**Task:**
Output each line of the listing that follows, with every character kept as it is.
..............................
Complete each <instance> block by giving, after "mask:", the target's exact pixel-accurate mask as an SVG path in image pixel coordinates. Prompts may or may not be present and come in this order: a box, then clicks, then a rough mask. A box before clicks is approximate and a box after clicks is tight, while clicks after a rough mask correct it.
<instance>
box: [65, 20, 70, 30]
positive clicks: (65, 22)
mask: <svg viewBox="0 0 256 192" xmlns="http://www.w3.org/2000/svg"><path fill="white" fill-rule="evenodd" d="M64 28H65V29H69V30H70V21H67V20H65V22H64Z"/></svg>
..............................
**Exercise result:**
Complete each <instance> block by giving, after "mask:", the target's exact pixel-accurate mask as an SVG path in image pixel coordinates. Prompts may or may not be present and come in this order: a box, then clicks, then a rough mask. A box before clicks is approximate and a box after clicks is tight, while clicks after a rough mask correct it.
<instance>
box: [65, 20, 70, 30]
positive clicks: (65, 22)
mask: <svg viewBox="0 0 256 192" xmlns="http://www.w3.org/2000/svg"><path fill="white" fill-rule="evenodd" d="M64 28H65V29H69V30H70V21H67V20H65V22H64Z"/></svg>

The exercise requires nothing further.